WORK TO BE COMPLETED:
Could you restate the entries below word for word and leave out the pictures?

LISTED ENTRIES:
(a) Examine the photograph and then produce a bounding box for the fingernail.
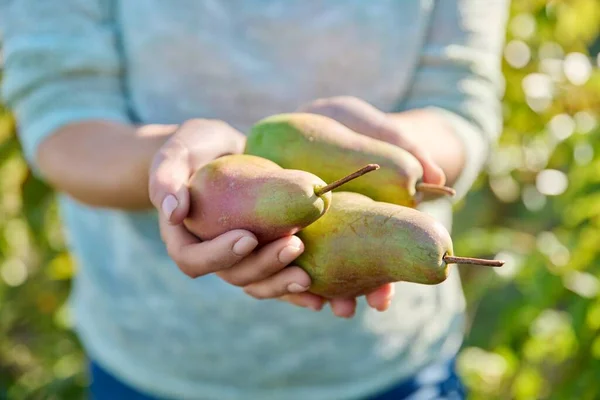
[278,245,303,264]
[232,236,258,256]
[287,283,309,293]
[377,299,392,312]
[162,195,178,220]
[308,303,321,311]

ANSWER SECTION:
(a) Examine the photograph and then produce a bounding box for the fingernail.
[278,245,303,264]
[232,236,258,256]
[287,283,309,293]
[377,299,392,312]
[162,195,178,220]
[308,303,321,311]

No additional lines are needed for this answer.